(Natural language region descriptions)
# # # #
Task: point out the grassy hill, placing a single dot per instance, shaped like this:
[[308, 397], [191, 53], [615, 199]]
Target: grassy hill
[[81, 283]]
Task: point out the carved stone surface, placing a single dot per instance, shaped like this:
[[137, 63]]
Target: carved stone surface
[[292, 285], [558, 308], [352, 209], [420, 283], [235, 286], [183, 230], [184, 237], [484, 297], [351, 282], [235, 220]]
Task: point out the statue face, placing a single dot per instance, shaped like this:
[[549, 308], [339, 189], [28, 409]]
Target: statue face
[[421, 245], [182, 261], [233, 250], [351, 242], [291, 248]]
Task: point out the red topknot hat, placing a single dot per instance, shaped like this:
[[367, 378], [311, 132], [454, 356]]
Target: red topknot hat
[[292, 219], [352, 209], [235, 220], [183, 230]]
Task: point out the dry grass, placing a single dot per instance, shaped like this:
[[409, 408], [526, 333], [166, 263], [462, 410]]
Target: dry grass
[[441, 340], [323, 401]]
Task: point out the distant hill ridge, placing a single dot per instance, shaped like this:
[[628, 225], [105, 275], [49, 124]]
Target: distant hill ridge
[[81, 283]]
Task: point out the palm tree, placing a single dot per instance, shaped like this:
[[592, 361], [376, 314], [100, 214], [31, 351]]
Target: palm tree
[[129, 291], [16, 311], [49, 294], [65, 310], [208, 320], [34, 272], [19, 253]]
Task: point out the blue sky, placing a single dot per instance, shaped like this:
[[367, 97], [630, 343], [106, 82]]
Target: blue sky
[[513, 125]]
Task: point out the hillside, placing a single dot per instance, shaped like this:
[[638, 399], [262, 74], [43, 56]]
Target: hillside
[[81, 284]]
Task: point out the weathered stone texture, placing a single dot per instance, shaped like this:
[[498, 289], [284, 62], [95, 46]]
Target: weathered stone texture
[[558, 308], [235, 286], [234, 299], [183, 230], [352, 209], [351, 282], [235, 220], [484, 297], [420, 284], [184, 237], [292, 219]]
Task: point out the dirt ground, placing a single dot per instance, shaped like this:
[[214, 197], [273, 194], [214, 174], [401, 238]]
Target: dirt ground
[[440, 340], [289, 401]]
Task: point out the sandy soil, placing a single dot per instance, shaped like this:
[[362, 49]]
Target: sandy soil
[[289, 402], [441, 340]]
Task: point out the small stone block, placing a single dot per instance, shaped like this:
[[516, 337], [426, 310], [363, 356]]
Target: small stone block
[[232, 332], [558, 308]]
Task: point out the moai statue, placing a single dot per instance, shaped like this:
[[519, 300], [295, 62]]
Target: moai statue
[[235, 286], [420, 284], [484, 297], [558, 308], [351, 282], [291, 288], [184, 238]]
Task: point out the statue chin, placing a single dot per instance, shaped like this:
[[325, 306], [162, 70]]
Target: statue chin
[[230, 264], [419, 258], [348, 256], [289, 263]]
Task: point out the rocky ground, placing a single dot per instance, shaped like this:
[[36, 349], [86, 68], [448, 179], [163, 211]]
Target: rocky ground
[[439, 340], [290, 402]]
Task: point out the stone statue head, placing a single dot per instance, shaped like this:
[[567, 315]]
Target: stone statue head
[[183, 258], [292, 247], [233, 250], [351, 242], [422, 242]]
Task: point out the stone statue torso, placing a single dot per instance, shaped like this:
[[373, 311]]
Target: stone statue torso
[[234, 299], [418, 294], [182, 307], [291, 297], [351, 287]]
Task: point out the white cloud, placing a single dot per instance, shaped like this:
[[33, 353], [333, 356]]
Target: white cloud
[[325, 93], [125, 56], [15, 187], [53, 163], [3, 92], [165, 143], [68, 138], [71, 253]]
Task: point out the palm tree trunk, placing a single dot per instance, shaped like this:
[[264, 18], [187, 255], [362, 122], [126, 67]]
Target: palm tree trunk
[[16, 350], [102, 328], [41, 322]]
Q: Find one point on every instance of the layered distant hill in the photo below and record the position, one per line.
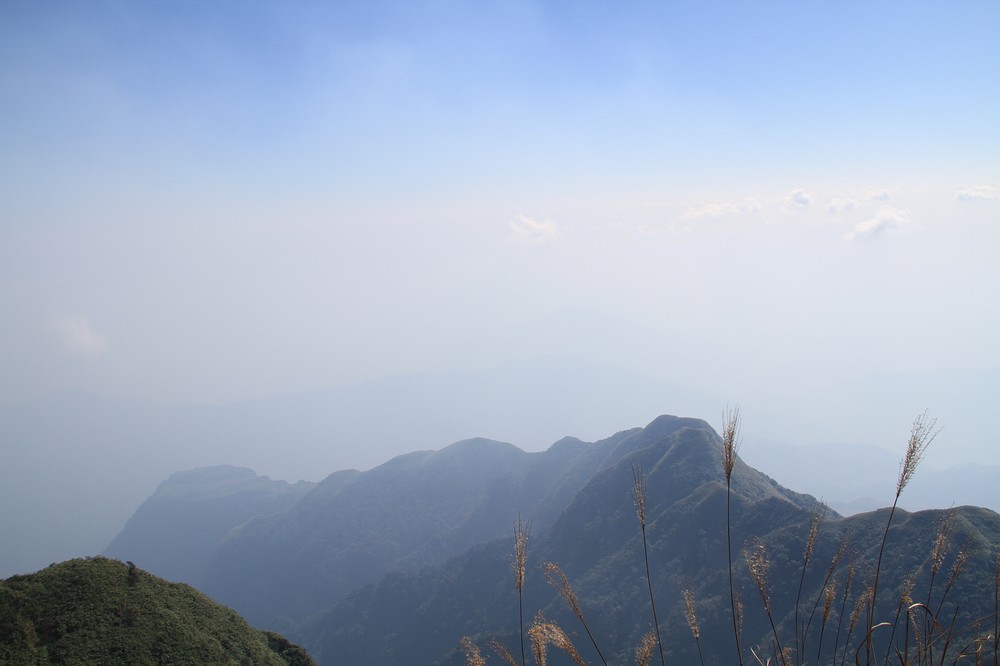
(176, 531)
(394, 565)
(100, 611)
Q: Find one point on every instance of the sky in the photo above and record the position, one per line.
(792, 206)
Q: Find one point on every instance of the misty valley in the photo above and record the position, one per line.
(480, 550)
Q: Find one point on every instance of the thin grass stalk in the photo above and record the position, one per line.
(522, 530)
(558, 580)
(692, 620)
(851, 571)
(949, 636)
(996, 611)
(639, 495)
(473, 657)
(730, 446)
(502, 652)
(758, 564)
(644, 652)
(544, 633)
(938, 553)
(860, 605)
(905, 599)
(956, 570)
(830, 596)
(830, 570)
(814, 523)
(922, 433)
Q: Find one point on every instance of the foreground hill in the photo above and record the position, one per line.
(101, 611)
(395, 565)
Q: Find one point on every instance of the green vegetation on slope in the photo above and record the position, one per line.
(101, 611)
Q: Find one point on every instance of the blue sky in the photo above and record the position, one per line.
(214, 202)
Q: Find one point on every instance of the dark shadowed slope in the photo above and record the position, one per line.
(419, 618)
(414, 510)
(101, 611)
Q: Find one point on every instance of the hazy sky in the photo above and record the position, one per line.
(208, 202)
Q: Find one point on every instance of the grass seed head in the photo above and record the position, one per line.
(644, 653)
(689, 613)
(758, 564)
(522, 530)
(639, 493)
(502, 652)
(473, 657)
(730, 440)
(922, 433)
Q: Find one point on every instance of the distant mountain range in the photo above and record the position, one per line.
(394, 565)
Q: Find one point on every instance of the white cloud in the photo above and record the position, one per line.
(978, 193)
(798, 198)
(709, 211)
(78, 336)
(886, 218)
(841, 205)
(529, 231)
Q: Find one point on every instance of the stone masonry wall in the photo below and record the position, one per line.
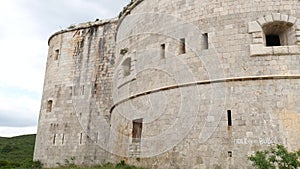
(194, 64)
(78, 82)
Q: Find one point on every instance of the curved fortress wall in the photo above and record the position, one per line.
(174, 84)
(74, 110)
(204, 84)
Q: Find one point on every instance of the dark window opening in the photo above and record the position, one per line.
(162, 51)
(137, 130)
(63, 139)
(97, 135)
(80, 140)
(82, 90)
(49, 105)
(205, 35)
(229, 153)
(56, 54)
(95, 88)
(182, 46)
(229, 118)
(272, 40)
(126, 67)
(54, 138)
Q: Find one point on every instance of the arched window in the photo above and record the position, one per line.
(126, 65)
(279, 33)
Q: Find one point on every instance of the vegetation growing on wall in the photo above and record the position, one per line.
(276, 157)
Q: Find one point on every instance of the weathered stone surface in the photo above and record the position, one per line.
(196, 78)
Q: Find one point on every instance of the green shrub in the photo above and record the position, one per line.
(275, 157)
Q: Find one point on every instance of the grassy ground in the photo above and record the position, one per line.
(120, 165)
(17, 153)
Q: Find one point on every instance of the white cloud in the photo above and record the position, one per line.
(16, 131)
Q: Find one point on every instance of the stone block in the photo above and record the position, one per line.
(261, 20)
(269, 18)
(276, 16)
(292, 19)
(284, 17)
(294, 49)
(260, 50)
(254, 27)
(278, 50)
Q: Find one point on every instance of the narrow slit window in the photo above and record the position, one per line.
(229, 153)
(137, 130)
(56, 54)
(82, 90)
(205, 36)
(63, 139)
(80, 139)
(97, 135)
(54, 139)
(126, 66)
(49, 105)
(229, 118)
(95, 88)
(162, 51)
(182, 46)
(273, 40)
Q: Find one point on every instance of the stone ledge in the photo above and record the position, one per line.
(261, 50)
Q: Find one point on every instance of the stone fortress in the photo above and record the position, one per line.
(186, 84)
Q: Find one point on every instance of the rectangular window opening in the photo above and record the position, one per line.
(49, 105)
(205, 35)
(273, 40)
(229, 118)
(182, 46)
(137, 130)
(82, 90)
(229, 153)
(63, 139)
(80, 140)
(54, 138)
(56, 54)
(162, 51)
(95, 88)
(97, 135)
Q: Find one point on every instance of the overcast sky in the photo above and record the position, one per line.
(25, 26)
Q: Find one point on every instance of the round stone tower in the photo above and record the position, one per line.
(74, 117)
(204, 84)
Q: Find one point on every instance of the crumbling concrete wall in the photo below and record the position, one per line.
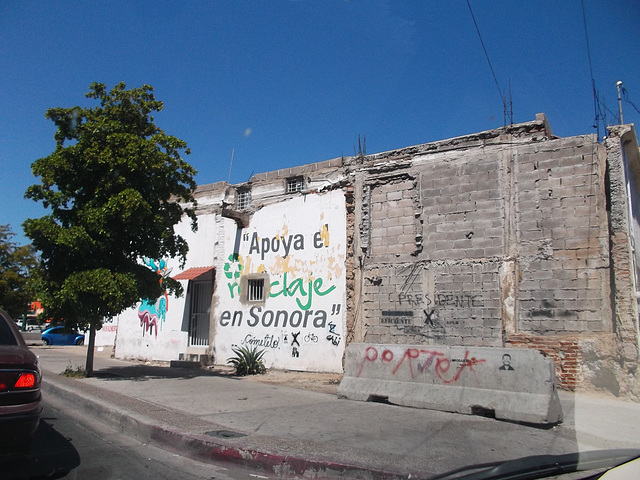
(494, 239)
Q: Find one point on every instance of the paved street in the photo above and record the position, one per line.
(71, 445)
(212, 416)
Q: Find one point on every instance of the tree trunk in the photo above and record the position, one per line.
(90, 349)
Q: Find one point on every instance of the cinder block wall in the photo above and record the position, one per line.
(495, 239)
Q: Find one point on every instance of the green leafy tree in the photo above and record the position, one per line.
(116, 185)
(16, 266)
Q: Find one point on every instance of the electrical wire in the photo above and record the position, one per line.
(596, 100)
(486, 54)
(625, 97)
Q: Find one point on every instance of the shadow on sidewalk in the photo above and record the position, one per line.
(149, 372)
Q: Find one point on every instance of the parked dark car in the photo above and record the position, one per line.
(20, 377)
(61, 335)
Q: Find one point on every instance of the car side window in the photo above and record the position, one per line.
(6, 335)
# # # #
Using the entries above, give again exactly the lines from the line holding "[[498, 289], [284, 62], [95, 46]]" through the line holding "[[362, 49]]". Include both end lines and nothing else.

[[498, 289], [284, 62], [95, 46]]
Target: weathered stone texture
[[558, 308], [235, 286], [234, 299], [183, 230], [352, 209], [351, 282], [235, 220], [484, 297], [420, 284], [184, 237], [292, 219]]
Task: point out the dirt ground, placing a single dot per instance, shaped like this:
[[214, 197], [273, 194], [214, 174], [401, 238]]
Target: dirt ground
[[440, 340], [289, 401]]
Task: point out the sandy soil, placing a single dot per instance, shaped like this:
[[362, 49]]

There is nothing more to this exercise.